__Exercise aim__
Write out again, exactly as they appear, the lines from the start of the data below through the line with "389L708 392L709 378L646"; no pictures.

[Data extracted from a collection]
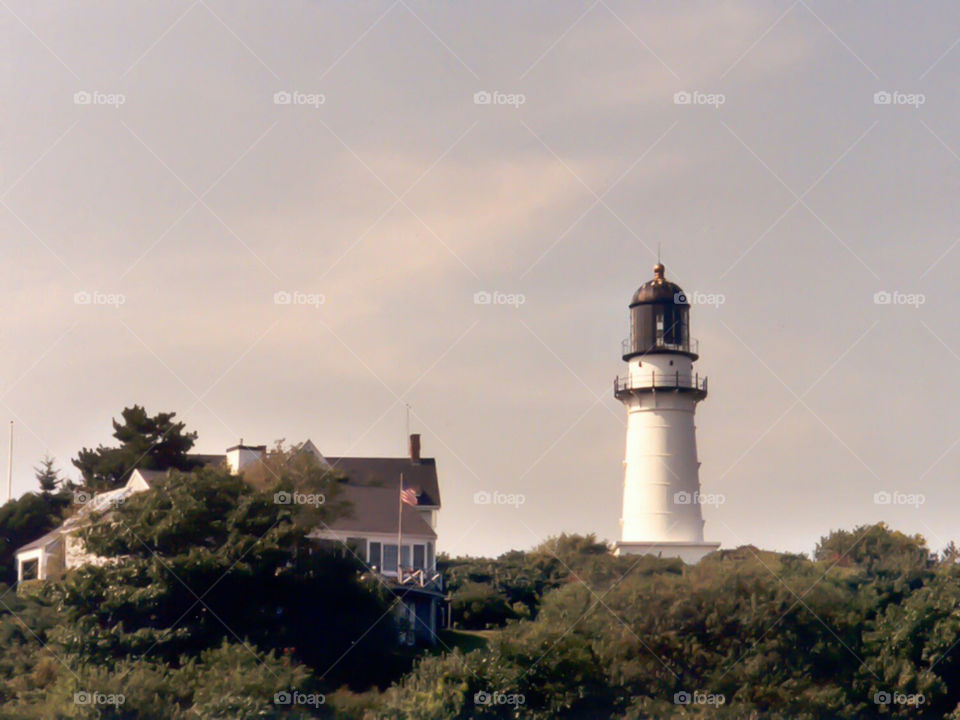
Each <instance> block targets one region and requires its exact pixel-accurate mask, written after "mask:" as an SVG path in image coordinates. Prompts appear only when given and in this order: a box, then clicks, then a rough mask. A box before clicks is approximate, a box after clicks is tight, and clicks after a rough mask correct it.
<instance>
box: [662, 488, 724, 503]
mask: <svg viewBox="0 0 960 720" xmlns="http://www.w3.org/2000/svg"><path fill="white" fill-rule="evenodd" d="M726 501H727V496H726V495H722V494H720V493H702V492H700V491H699V490H696V491H694V492H692V493H691V492H687V491H686V490H681V491H680V492H675V493H674V494H673V504H674V505H713V506H714V507H720V506H721V505H723V504H724V503H725V502H726Z"/></svg>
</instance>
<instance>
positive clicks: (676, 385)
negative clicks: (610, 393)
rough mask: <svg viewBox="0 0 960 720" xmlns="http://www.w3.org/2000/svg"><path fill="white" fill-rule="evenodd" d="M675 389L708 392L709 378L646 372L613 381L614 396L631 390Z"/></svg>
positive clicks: (697, 373)
mask: <svg viewBox="0 0 960 720" xmlns="http://www.w3.org/2000/svg"><path fill="white" fill-rule="evenodd" d="M660 388H662V389H664V390H669V389H671V388H672V389H674V390H696V391H699V392H703V393H706V392H707V378H706V376H704V377H700V373H694V374H693V375H684V374H682V373H681V372H679V371H677V372H672V373H663V372H659V373H658V372H656V371H650V372H648V373H647V372H644V373H631V374H630V375H626V376H624V377H620V376H619V375H618V376H617V377H615V378H614V379H613V392H614V395H616V394H618V393H623V392H629V391H630V390H656V389H660Z"/></svg>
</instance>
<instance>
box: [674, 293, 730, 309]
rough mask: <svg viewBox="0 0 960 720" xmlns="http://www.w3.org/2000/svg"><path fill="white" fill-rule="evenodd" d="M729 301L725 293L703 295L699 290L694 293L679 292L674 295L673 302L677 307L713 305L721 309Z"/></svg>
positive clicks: (707, 293) (718, 293) (711, 293)
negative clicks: (726, 301) (727, 299)
mask: <svg viewBox="0 0 960 720" xmlns="http://www.w3.org/2000/svg"><path fill="white" fill-rule="evenodd" d="M726 301H727V296H726V295H724V294H723V293H702V292H699V291H697V290H694V291H693V292H689V293H688V292H683V291H681V292H677V293H674V294H673V302H674V304H676V305H712V306H713V307H720V306H721V305H723V304H724V303H725V302H726Z"/></svg>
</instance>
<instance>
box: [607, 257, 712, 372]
mask: <svg viewBox="0 0 960 720" xmlns="http://www.w3.org/2000/svg"><path fill="white" fill-rule="evenodd" d="M623 352H624V354H623V359H624V360H630V358H633V357H636V356H638V355H645V354H647V353H665V352H666V353H677V354H678V355H686V356H688V357H690V358H692V359H694V360H696V359H697V354H696V353H695V352H692V351H691V346H690V303H689V302H687V296H686V295H685V294H684V292H683V290H682V289H681V288H680V286H679V285H677V284H676V283H672V282H670V281H668V280H667V279H666V278H665V277H664V274H663V265H661V264H660V263H657V264H656V265H655V266H654V268H653V280H650V281H648V282H645V283H644V284H643V285H641V286H640V288H639V289H638V290H637V292H635V293H634V294H633V300H631V302H630V339H629V340H628V341H627V342H626V343H625V347H624V349H623Z"/></svg>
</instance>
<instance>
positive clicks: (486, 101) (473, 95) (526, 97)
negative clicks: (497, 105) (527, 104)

__Written answer__
Each <instance> block targets one region and requires its exact pixel-accurate mask, written after "mask:" as an SVG path in image coordinates. Prompts appear only when given and in this order: a box, then clicks, then a rough mask. A box before clicks is approximate, a box after clicks is tight, and clicks after a rough mask correct it.
<instance>
box: [662, 488, 724, 503]
mask: <svg viewBox="0 0 960 720" xmlns="http://www.w3.org/2000/svg"><path fill="white" fill-rule="evenodd" d="M726 501H727V496H726V495H722V494H720V493H702V492H700V491H699V490H696V491H694V492H692V493H691V492H687V491H686V490H681V491H680V492H675V493H674V494H673V504H674V505H713V506H714V507H720V506H721V505H723V504H724V503H725V502H726Z"/></svg>
</instance>
<instance>
positive clicks: (676, 385)
negative clicks: (610, 393)
rough mask: <svg viewBox="0 0 960 720" xmlns="http://www.w3.org/2000/svg"><path fill="white" fill-rule="evenodd" d="M675 389L708 392L709 378L646 372L613 381L614 396L631 390Z"/></svg>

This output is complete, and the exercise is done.